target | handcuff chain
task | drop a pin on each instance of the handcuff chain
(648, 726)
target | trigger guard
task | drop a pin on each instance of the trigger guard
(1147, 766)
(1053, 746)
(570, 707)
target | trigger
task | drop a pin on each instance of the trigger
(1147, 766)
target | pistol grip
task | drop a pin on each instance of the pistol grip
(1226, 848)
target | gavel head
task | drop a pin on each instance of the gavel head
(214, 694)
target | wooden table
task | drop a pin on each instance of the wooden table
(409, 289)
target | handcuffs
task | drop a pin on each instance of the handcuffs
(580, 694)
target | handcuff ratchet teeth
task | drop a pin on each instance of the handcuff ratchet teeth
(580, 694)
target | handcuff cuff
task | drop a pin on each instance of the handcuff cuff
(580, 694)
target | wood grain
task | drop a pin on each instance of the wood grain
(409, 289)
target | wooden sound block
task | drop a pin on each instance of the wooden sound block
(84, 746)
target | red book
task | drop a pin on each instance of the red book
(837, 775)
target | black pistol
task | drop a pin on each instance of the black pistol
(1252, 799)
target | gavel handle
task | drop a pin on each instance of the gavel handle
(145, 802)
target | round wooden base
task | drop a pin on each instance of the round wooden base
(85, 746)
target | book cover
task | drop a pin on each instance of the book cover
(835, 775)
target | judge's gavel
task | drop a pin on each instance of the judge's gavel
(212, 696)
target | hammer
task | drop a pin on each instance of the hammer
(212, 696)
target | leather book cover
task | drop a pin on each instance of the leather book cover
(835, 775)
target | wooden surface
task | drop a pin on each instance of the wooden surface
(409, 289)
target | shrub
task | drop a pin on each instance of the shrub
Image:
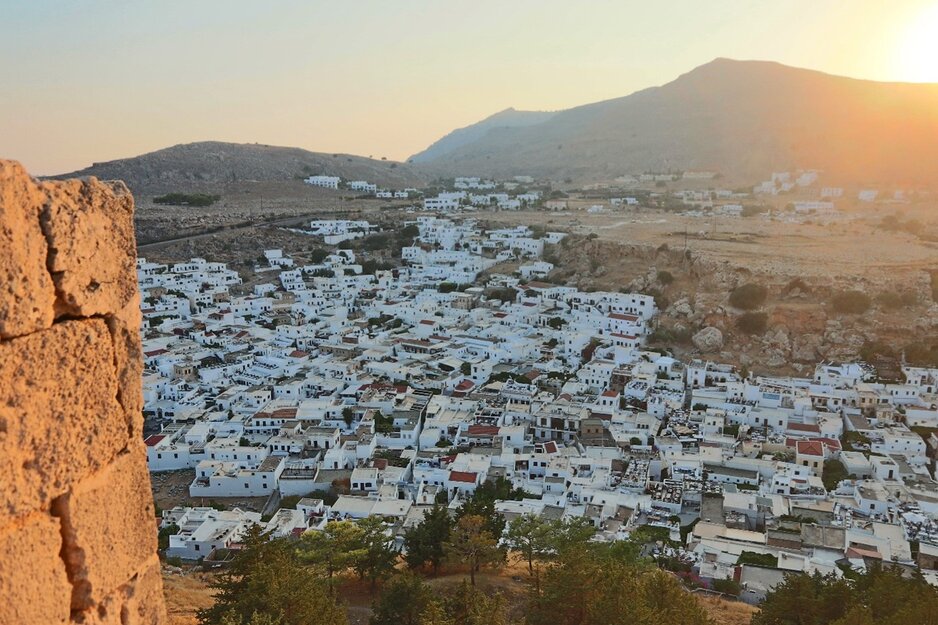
(752, 323)
(797, 283)
(186, 199)
(727, 586)
(748, 296)
(851, 302)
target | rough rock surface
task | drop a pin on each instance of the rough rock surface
(26, 291)
(77, 524)
(709, 339)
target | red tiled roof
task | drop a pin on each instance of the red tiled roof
(482, 430)
(463, 476)
(810, 448)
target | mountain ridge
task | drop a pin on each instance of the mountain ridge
(744, 119)
(205, 164)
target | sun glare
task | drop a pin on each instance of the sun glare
(918, 49)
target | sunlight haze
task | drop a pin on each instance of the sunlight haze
(101, 80)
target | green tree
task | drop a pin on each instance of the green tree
(424, 543)
(404, 600)
(469, 542)
(335, 549)
(529, 535)
(267, 584)
(377, 554)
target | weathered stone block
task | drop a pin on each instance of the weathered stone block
(92, 251)
(26, 290)
(34, 587)
(60, 419)
(110, 528)
(145, 605)
(138, 602)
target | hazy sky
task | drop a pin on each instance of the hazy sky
(94, 80)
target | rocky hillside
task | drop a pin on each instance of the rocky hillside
(743, 119)
(212, 164)
(794, 326)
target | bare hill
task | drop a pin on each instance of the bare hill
(509, 118)
(213, 164)
(744, 119)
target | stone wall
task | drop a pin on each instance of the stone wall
(77, 524)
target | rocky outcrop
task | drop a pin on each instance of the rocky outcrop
(709, 340)
(77, 524)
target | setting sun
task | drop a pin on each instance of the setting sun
(918, 50)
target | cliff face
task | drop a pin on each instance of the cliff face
(77, 524)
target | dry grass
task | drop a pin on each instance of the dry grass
(186, 593)
(725, 612)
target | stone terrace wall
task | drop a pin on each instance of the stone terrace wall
(77, 523)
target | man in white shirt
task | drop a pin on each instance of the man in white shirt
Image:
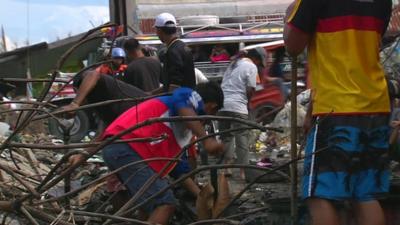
(238, 85)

**Activity:** Skip the pictures and transcribe the rest of the records exactly.

**Your solution:**
target | handcuff chain
task | drop a pin on each instance of the handcuff chain
(648, 726)
target | trigger guard
task | drop a pin on each instance of the trigger guard
(1147, 766)
(1053, 746)
(570, 707)
target | trigger
task | drop a pin on each instance of the trigger
(1147, 766)
target | pistol grip
task | drop a pin on each instance of the pistol grip
(1226, 848)
target | gavel head
task | drop a pin on each instance of the gavel head
(214, 694)
target | wooden table
task | drop a pin on each instance of the wooden table
(409, 289)
target | handcuffs
task | drop a pin on each instance of the handcuffs
(580, 694)
target | handcuff ratchet teeth
task | drop a pin on each instance of the handcuff ratchet teeth
(580, 694)
target | handcuff cuff
task | drop a pin on each instance of the handcuff cuff
(580, 694)
target | wood grain
task | drop a pin on each instance of the wood grain
(409, 289)
target | wooden sound block
task | drop a pin on each instance of the wooden sound block
(84, 746)
target | red book
task | drop a pin on each instance of the red book
(837, 775)
target | black pistol
task | drop a pin on each instance of the black pistol
(1252, 799)
target | gavel handle
task | drop a pin on each instance of the gavel handle
(145, 802)
target | round wooden base
task | drop a pin on each instance of the round wooden base
(85, 746)
target | book cover
task | drop a pin on each instance of the book cover
(835, 775)
target | judge's gavel
task | drop a pin on each instance of the judge's gavel
(212, 696)
target | hammer
task | drop a pin on each instance of the hammer
(212, 696)
target | leather book cover
task | drop a pin on each instance of the leather book cover
(835, 775)
target | wooden surface
task | drop a pin on each instance of the wooden surface
(409, 289)
target | shrub
task | drop a pin on each instance of the shrub
Image:
(752, 323)
(797, 283)
(186, 199)
(727, 586)
(748, 296)
(851, 302)
target | rough rock surface
task | drop a pin on each instance of the rough rock surface
(26, 291)
(77, 524)
(709, 339)
target | red tiled roof
task | drop a pin on each instance of the red tiled roof
(482, 430)
(463, 476)
(810, 448)
target | mountain ridge
task | drop a pin on each instance of the mountain ridge
(744, 119)
(205, 164)
target | sun glare
task | drop a pin on each instance of the sun glare
(918, 49)
target | sunlight haze
task | drop a pin on each instance of the sunlight haze
(101, 80)
target | green tree
task | drop a pin on each instance of the green tree
(424, 543)
(404, 600)
(469, 542)
(335, 549)
(529, 535)
(267, 584)
(377, 554)
target | weathered stone block
task | drop a pin on each instance of the weathered stone block
(92, 251)
(26, 290)
(34, 587)
(60, 419)
(110, 528)
(145, 605)
(138, 602)
target | hazy sky
task | drop a pin on each instance of the hazy sky
(94, 80)
target | rocky hillside
task | drop a pin on each instance of the rocky hillside
(743, 119)
(212, 164)
(794, 326)
target | bare hill
task | drop a pin on each instance of the bare hill
(509, 118)
(213, 164)
(744, 119)
target | stone wall
task | drop a pin on each instance of the stone wall
(77, 524)
target | rocky outcrop
task | drop a pin on each instance of the rocky outcrop
(709, 340)
(77, 524)
target | setting sun
task | drop a pin on each instance of the setting sun
(918, 50)
target | cliff face
task | drop a pin on each instance of the cliff face
(77, 524)
target | dry grass
task | drop a pin on each instance of the dry grass
(186, 593)
(725, 612)
target | stone terrace wall
task | drop a pin on each instance of the stone terrace wall
(77, 523)
target | man in white shirt
task | drop a pin on each instance of the man in white shirt
Image:
(238, 85)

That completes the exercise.